>> BEGIN

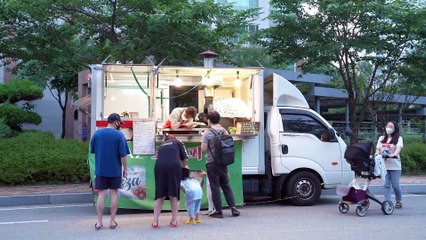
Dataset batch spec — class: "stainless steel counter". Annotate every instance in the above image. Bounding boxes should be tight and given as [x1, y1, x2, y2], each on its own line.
[155, 132, 258, 142]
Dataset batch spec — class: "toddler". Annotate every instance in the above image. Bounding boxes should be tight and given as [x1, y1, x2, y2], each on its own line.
[180, 167, 203, 224]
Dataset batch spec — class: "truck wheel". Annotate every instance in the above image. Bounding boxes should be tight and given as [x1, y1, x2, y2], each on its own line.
[287, 172, 321, 206]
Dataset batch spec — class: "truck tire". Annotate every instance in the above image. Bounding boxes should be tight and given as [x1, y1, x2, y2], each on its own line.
[286, 172, 321, 206]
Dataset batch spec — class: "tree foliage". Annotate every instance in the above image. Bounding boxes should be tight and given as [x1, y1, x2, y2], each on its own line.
[0, 79, 43, 134]
[262, 0, 426, 142]
[0, 0, 257, 137]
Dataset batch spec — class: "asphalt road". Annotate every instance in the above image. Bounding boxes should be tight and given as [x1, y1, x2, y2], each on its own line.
[0, 195, 426, 240]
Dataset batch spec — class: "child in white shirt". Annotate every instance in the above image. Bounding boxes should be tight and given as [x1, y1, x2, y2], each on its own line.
[180, 167, 203, 224]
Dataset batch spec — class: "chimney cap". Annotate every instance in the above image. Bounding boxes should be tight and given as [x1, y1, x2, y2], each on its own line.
[199, 50, 219, 58]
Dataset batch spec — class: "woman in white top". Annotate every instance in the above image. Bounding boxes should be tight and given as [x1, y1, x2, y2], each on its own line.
[376, 121, 404, 208]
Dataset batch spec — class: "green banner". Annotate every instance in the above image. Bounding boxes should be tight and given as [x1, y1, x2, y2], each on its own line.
[89, 140, 243, 210]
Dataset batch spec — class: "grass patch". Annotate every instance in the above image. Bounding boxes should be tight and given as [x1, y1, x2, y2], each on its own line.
[0, 131, 89, 185]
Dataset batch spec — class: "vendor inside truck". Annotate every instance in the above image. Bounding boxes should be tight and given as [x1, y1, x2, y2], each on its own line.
[164, 106, 197, 129]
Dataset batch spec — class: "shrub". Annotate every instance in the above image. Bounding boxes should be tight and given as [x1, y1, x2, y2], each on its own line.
[401, 143, 426, 174]
[0, 118, 12, 138]
[0, 79, 43, 103]
[0, 103, 41, 130]
[0, 131, 89, 185]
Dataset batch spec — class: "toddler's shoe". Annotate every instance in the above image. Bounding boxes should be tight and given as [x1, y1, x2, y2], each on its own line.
[209, 211, 223, 218]
[231, 207, 240, 217]
[186, 219, 197, 225]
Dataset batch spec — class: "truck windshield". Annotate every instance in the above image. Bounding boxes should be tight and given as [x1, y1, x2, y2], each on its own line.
[281, 113, 327, 139]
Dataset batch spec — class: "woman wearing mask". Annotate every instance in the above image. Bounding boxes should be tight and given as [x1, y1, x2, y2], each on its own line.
[376, 121, 403, 208]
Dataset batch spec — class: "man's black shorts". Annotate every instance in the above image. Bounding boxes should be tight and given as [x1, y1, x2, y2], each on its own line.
[95, 176, 121, 190]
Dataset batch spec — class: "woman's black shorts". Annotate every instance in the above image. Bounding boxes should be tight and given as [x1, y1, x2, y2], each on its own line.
[95, 176, 121, 190]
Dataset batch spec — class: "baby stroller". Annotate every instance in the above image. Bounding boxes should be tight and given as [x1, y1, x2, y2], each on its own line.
[336, 142, 394, 217]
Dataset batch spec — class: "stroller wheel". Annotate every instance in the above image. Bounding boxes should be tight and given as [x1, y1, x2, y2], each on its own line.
[382, 201, 395, 215]
[339, 203, 349, 214]
[356, 206, 367, 217]
[361, 199, 370, 210]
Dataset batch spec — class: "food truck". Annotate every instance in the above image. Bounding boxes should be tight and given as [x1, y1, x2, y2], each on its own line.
[89, 61, 353, 209]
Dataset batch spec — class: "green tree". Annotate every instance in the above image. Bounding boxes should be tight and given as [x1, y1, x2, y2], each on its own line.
[0, 0, 256, 137]
[262, 0, 426, 141]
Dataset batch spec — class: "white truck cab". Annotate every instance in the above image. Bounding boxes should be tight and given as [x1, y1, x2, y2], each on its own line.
[243, 74, 354, 205]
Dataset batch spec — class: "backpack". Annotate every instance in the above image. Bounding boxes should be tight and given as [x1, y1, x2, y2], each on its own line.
[207, 128, 235, 166]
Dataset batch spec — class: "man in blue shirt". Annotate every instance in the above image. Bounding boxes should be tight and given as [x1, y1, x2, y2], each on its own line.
[90, 113, 130, 230]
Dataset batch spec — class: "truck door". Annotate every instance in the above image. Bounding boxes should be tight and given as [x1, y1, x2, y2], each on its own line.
[279, 109, 342, 184]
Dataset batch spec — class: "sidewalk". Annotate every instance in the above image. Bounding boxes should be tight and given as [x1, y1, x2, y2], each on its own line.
[0, 175, 426, 207]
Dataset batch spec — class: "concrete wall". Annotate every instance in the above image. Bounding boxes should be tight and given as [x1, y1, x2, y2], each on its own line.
[23, 89, 74, 138]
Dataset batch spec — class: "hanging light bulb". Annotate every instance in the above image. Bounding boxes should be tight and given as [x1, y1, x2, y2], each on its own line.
[234, 71, 241, 87]
[173, 70, 182, 87]
[203, 70, 213, 87]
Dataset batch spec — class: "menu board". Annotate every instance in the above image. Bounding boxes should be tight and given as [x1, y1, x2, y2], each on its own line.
[133, 120, 156, 155]
[237, 122, 260, 134]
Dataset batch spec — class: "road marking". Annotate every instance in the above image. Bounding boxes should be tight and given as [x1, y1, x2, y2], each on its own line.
[0, 220, 49, 225]
[0, 203, 93, 212]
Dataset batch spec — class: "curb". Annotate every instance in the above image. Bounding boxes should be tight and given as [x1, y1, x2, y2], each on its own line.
[322, 184, 426, 196]
[0, 193, 93, 207]
[0, 184, 426, 207]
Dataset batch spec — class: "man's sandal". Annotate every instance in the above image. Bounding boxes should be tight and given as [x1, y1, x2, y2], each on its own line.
[109, 221, 118, 229]
[95, 223, 103, 231]
[151, 223, 160, 229]
[169, 222, 177, 228]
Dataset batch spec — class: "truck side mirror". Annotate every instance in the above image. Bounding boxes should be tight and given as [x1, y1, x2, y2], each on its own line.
[343, 128, 354, 137]
[328, 128, 336, 142]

>> END

Directions
List every line of the entries above that contains the word "road", copying each such line in full. Letter case matters, so a match must have the same capitals and lowercase letters.

Answer to the exercise
Dataset batch spec — class: "asphalt road". Annotate every instance in the above image. Bounding boxes should be tight and given as [x1, y1, x2, y2], each on its own line.
Dataset batch spec — class: "road marking". Annotate every instance in the above image. Bounding boxes should be tight and given as [x1, y1, x2, y2], each on its own line.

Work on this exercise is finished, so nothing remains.